● **EXTRACTED RECORDS**

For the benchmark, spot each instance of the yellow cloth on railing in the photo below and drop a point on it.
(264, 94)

--

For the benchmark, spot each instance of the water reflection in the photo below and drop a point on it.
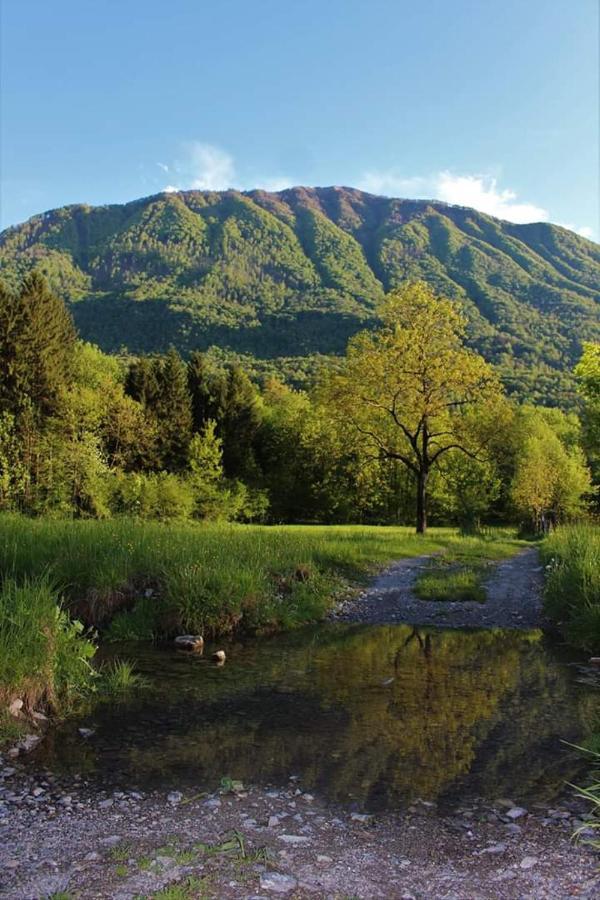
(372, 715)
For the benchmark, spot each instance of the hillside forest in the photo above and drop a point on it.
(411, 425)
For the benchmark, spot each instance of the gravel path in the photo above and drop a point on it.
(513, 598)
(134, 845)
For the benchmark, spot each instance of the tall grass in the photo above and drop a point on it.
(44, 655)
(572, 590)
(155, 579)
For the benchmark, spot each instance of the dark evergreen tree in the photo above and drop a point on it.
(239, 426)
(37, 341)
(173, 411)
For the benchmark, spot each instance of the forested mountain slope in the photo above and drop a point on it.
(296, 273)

● **THE EXERCISE**
Identify every line in the records containing the word "drop" and copy each of those lines.

● **SOLUTION TO THIS EXERCISE**
For the benchmark, spot each instance of the yellow cloth on railing in the photo below and drop a point on it.
For the benchmark, spot each instance of the water reflection in the photo below and drop a point on it.
For the benchmark, spot each instance of the hillside forest in the photo above and drop a point on it.
For the benchmark, spot each instance of the gravel path in the photo above and drop a point on it.
For the benchmark, spot each instance of the tall grass in the photo above and drop a point on it.
For the benchmark, spot each instance of the dark evergreen tree in the photo above and drop a point on it.
For the benchmark, spot each instance of the forested mountain slope in the photo above and drop a point on it.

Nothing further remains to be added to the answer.